EXTRACTED ENTRIES below:

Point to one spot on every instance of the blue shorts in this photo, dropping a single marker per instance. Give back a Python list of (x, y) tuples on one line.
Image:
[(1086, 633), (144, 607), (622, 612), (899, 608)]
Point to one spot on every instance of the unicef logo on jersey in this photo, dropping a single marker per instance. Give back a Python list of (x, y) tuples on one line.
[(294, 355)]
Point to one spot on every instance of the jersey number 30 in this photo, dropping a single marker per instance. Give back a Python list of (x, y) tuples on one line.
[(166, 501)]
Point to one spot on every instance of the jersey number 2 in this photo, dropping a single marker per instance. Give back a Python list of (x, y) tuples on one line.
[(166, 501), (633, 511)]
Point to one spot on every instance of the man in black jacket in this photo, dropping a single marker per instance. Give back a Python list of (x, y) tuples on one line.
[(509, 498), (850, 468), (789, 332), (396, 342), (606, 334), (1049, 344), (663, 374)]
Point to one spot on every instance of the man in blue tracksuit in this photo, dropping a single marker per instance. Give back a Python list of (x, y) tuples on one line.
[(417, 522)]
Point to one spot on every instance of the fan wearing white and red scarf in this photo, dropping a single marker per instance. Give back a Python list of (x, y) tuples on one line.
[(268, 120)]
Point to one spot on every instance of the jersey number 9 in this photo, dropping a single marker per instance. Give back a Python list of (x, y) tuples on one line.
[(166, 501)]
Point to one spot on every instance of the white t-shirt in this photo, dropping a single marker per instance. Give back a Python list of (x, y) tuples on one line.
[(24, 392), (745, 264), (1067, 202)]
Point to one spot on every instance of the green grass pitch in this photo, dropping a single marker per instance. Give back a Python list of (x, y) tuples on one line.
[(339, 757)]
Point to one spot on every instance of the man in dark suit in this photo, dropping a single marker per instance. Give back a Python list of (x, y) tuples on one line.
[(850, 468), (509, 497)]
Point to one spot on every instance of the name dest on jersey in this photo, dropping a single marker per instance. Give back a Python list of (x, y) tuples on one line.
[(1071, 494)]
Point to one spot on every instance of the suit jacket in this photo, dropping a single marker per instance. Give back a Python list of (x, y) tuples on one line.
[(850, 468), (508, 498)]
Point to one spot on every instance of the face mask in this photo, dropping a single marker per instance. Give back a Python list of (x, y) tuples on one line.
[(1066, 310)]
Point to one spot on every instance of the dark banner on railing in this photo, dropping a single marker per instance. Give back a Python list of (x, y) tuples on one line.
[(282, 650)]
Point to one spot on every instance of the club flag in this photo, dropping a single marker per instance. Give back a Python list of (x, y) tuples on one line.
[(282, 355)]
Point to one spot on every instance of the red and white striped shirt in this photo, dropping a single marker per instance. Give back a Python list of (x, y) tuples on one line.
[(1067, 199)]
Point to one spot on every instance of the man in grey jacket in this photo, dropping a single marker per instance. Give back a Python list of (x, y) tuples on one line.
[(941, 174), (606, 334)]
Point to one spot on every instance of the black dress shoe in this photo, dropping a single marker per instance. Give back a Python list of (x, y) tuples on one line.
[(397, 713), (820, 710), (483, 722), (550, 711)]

End of EXTRACTED ENTRIES.

Could the entire listing be repeated exactly as written?

PROBLEM SOLUTION »
Point to one spot on every instance of the blue shorts in this photo, dropping a single marker per instance. Give back a Python list of (x, y) tuples on one line.
Image:
[(1086, 633), (144, 607), (622, 612), (899, 608)]
Point to one spot on every instance of the unicef logo on jersey in this photo, dropping a single marker per instance. Give back a Python list of (x, y) tuples on one line.
[(294, 355)]
Point to one spot on every instance of the jersey number 30 in this photo, dropping a single marker per instance. Give back a Python list of (x, y) tuples on one line.
[(166, 501)]
Point to one spot on every instance of the jersey number 2 in this photo, dropping a single marker per instance. Give back a Python list of (x, y) tuples on one line.
[(166, 501), (633, 511)]
Point to one spot on every instance of the man in black jacket in this photo, dropping a single marker per instance. Give back a Python list of (x, y) tuples on one line.
[(509, 498), (850, 468), (789, 332), (396, 342), (606, 334), (1049, 344), (663, 374)]
Point to one spot on every instance of the man in blue tracksuit in this photo, dropping a single marker per instance. Give back a Python list of (x, y) tuples on one line.
[(417, 522)]
Point to one spot on every instance of the fan wearing white and red scarf in this photo, dropping a single marker per instance. Give back a Python list of (x, y) tuples on one line.
[(268, 120)]
Point to one spot on every instance of the jersey number 9 in this photo, dropping a single marker per instance. Give back a Python list of (x, y) tuples on one line.
[(166, 501)]
Point to one spot on every instance of the white t-shirt in this photo, dropping a single marker per instance. Give back a Python list of (x, y) tuples on one line.
[(24, 392), (745, 264), (1067, 202)]
Point to one spot on every instance of the green grass pitch in this photo, dropping a single marker per instance. Give back a Python list of (x, y) tuples on one line.
[(339, 757)]
Point to one spot on every instance of the man in dark suit in this photo, dropping a single marker per instance. Give back a Python list of (x, y) tuples on one line.
[(850, 468), (509, 497)]
Point to one spot on every instance of the name dest on jersey in this photo, dropping a single marker per instance. Give back a Python list of (x, y) tuples on one line.
[(1071, 494)]
Point to one spot on every instance of the suit jacket in this photo, dropping a single marker per instance. Give back a Python list of (x, y) tuples on one line.
[(850, 468), (508, 498)]
Point to one spot on every instance of the face mask in this photo, dropping a single marker per instance. Give back a Python list of (x, y) tuples on one line.
[(1066, 310)]
Point to one spot on every instance of the dark banner on railing in this photo, dropping a single marker per instance. Give back a Python list of (x, y) tuples on one line.
[(282, 650)]
Point to one spot on every instance of the club flag in this photo, dropping a single marker per instance. Give back a Python list of (x, y) tuples on one line.
[(282, 355)]
Point to one spot on every instance of the red and white striped shirt in this photo, dropping a single marker per instance. Give back a Python list of (x, y) tuples on one line.
[(1067, 199)]
Point to one spot on every instance of the man in grey jacket in this photo, dropping a single marker per instance. Give back a Python list of (x, y) tuples on one line.
[(941, 174), (606, 334)]
Point to one spot on every instance of the black dress shoe in this photo, dropping a single marker per instance. Give back a Python list of (x, y) tuples on one line.
[(397, 713), (820, 710), (483, 722), (550, 711)]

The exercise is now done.